What needs to be done - Please retype the listing below character for character, from the line with "Would you kindly indicate the white tennis" to the line with "Would you kindly indicate the racket handle". Include both of those lines and nothing before or after them.
● ● ● ● ● ● ●
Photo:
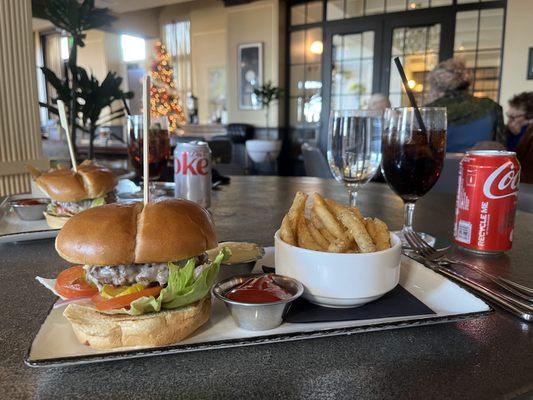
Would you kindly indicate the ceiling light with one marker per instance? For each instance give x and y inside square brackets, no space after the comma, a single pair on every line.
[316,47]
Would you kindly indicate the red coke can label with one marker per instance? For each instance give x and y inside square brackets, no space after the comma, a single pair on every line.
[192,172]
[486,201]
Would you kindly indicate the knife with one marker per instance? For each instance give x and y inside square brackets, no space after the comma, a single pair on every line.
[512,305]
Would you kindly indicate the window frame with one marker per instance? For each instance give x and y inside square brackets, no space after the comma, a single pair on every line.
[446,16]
● ● ● ● ● ● ●
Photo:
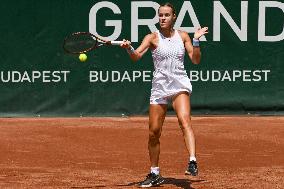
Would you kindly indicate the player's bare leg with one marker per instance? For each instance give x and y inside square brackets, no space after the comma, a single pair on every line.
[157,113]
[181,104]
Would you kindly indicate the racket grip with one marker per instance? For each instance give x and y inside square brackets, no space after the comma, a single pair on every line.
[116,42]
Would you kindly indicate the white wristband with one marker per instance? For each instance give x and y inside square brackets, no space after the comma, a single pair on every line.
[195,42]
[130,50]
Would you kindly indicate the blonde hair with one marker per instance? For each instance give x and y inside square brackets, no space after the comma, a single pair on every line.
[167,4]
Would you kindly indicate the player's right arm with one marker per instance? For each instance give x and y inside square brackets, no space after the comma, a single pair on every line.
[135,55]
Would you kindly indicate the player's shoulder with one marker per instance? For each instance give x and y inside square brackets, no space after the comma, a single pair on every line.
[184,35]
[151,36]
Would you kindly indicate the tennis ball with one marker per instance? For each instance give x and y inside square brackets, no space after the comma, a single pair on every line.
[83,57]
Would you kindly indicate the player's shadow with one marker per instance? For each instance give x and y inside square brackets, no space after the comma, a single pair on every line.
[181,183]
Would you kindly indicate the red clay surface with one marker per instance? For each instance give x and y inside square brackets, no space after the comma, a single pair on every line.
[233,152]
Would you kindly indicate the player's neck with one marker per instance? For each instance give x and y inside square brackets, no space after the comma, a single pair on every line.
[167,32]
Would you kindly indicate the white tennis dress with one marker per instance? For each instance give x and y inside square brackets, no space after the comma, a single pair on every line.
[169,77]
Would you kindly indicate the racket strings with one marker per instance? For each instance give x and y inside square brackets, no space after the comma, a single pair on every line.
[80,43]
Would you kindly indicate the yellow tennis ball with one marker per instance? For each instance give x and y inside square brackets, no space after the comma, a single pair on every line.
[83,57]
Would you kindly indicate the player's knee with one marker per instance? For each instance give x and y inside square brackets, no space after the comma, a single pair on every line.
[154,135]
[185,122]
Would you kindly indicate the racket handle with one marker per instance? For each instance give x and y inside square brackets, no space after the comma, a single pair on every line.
● ● ● ● ● ● ●
Task answer -
Would you kindly indicate the white tennis dress with one marker per instance? For each instance give x and y inside square brackets, no space after the comma, a single pair on every line.
[169,77]
Would you kindly indicate the racket strings with one marker per instance? For each instance give x and y inside square brackets, no space after the comma, a single pair on every line.
[80,43]
Would you kindly indicate the yellow tennis ball with one marker per instance? For each instance give x and y inside square brackets, no space after the comma, a single pair on every line.
[83,57]
Would you kindly indicate the player's knee with one marker per instance? For each instance give x and y inside square brackets, no space after the comma, a single pair on every line.
[154,135]
[185,122]
Would you kindly indicate the racket handle with one marker per instance? For each instance give x and y inside square brackets, no space after the comma, a single pair on every line.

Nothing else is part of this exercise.